= Beginning of Section =
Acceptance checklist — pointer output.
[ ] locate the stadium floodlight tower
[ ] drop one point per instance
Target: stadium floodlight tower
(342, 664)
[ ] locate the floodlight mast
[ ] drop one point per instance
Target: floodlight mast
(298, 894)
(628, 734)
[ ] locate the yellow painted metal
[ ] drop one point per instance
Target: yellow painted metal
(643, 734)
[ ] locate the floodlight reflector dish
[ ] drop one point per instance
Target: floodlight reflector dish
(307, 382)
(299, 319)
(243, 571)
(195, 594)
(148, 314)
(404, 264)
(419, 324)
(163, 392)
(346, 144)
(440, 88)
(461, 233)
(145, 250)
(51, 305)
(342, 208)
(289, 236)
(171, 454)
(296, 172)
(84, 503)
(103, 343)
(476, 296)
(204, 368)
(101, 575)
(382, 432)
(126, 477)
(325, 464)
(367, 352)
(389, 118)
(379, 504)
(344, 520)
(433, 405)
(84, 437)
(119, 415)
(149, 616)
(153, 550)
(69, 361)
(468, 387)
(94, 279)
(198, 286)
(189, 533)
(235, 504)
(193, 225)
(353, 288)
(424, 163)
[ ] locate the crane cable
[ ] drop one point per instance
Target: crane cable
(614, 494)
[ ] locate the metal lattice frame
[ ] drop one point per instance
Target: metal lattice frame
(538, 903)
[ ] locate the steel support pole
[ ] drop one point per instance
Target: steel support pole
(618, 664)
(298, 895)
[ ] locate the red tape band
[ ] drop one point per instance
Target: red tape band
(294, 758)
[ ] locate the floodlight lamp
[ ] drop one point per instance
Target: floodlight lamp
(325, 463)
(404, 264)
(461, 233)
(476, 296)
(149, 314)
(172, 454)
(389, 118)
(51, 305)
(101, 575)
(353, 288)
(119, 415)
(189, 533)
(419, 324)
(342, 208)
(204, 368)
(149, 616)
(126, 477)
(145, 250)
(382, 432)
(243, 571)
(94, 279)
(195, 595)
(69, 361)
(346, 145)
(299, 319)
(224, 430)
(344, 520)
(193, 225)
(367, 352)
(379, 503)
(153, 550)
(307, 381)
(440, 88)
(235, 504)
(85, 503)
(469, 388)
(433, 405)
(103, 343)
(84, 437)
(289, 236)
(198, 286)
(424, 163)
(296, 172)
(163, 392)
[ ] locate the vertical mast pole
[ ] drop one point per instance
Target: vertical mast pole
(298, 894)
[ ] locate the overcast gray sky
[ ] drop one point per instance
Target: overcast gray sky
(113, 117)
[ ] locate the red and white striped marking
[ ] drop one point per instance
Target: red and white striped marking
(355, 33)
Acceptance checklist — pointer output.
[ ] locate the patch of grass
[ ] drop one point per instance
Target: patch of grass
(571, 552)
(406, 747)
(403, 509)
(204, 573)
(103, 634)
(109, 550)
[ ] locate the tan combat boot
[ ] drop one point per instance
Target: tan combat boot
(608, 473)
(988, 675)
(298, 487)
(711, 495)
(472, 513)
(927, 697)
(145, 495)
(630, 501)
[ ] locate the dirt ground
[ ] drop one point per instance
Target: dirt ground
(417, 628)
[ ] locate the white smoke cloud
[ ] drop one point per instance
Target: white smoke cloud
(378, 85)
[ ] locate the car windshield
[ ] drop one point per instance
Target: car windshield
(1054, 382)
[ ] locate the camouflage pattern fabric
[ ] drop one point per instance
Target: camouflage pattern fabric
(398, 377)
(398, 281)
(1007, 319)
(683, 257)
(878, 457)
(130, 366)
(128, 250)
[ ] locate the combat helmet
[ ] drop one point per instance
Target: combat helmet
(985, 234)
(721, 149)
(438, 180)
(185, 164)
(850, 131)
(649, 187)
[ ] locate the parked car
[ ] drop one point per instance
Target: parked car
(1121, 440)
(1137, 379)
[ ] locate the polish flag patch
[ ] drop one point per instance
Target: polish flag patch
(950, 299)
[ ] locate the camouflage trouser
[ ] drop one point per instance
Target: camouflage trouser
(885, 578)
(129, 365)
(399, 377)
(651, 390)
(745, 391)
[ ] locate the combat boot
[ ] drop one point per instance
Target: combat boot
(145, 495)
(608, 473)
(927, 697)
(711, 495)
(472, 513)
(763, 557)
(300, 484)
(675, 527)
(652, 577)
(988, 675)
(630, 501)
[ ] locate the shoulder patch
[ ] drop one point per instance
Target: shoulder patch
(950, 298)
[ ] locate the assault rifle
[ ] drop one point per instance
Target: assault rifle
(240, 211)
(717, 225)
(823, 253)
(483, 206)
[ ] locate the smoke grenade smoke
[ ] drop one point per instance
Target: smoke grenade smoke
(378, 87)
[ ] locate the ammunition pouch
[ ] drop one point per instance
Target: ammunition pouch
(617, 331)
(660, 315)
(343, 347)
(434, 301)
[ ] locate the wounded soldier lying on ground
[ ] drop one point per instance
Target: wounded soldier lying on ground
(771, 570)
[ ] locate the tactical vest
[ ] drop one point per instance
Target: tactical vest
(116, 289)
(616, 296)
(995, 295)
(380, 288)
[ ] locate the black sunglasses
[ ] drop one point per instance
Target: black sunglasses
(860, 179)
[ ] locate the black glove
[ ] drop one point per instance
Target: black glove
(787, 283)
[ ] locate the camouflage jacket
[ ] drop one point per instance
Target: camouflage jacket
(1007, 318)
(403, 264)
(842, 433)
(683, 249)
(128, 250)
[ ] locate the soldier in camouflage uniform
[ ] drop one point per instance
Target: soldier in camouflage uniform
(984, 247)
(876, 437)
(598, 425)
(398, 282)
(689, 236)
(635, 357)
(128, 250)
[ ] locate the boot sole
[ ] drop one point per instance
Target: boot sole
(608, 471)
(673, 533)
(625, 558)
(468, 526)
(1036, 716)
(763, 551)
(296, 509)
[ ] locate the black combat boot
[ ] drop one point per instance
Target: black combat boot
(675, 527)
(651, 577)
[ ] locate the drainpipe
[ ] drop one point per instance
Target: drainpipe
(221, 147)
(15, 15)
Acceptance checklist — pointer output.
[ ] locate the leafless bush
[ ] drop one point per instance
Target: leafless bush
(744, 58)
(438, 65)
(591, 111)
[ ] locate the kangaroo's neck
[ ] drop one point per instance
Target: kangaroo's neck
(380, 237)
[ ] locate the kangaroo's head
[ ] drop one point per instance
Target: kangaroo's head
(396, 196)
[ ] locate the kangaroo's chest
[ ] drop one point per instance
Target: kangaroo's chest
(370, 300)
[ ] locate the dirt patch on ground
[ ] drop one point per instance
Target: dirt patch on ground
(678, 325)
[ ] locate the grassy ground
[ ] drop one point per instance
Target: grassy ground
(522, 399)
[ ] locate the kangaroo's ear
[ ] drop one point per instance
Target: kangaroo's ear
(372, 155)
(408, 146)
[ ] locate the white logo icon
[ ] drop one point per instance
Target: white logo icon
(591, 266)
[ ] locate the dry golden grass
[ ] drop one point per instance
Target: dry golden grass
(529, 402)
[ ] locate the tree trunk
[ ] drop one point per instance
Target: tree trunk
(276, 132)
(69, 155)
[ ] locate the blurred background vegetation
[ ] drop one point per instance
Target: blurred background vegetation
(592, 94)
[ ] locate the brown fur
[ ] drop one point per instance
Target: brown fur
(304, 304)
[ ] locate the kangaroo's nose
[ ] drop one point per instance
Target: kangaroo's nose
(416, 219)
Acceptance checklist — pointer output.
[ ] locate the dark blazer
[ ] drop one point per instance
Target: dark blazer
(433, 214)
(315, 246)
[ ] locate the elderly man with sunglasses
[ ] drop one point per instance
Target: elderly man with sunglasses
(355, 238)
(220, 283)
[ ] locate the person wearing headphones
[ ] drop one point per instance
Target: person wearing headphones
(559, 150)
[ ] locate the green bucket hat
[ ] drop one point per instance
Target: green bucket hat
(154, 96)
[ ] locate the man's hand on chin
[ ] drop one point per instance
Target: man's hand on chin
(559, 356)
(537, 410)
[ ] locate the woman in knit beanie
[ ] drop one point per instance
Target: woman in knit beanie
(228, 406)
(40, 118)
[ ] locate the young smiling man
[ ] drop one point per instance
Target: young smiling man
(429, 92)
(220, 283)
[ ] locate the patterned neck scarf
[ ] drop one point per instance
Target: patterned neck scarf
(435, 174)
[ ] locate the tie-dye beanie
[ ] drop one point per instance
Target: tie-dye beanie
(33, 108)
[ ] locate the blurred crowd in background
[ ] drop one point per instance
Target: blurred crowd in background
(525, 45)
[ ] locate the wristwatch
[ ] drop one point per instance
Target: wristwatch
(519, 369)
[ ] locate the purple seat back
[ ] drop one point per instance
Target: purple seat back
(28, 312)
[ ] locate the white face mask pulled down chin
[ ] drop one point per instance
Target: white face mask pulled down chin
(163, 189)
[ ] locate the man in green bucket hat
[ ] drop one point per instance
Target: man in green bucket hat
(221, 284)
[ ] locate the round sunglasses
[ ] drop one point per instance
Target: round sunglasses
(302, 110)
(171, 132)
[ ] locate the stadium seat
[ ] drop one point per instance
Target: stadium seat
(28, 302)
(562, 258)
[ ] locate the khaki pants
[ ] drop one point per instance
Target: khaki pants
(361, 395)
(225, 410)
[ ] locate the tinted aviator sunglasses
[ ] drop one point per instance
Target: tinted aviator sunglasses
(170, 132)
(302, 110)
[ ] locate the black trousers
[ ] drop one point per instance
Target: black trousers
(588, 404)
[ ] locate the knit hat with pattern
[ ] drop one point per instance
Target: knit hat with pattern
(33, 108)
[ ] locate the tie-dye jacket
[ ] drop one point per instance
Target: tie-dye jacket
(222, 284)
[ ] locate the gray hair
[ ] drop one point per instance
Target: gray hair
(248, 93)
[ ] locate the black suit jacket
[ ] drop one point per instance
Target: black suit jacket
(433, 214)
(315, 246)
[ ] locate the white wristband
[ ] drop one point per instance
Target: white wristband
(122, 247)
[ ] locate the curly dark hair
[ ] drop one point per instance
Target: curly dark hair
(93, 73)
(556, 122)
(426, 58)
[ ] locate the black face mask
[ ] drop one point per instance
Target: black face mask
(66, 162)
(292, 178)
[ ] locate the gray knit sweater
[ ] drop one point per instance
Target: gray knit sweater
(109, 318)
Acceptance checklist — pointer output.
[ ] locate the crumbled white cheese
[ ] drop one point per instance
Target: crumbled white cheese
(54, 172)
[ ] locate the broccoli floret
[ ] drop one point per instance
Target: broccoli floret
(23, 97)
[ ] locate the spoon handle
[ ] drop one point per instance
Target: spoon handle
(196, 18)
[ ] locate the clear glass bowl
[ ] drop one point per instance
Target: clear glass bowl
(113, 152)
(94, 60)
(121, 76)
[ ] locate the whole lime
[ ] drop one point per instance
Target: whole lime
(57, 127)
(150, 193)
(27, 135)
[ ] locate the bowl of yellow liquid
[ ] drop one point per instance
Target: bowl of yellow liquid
= End of Section =
* ASSIGNMENT
Count the lines above that contain "liquid", and give only the number.

* TASK OUTPUT
2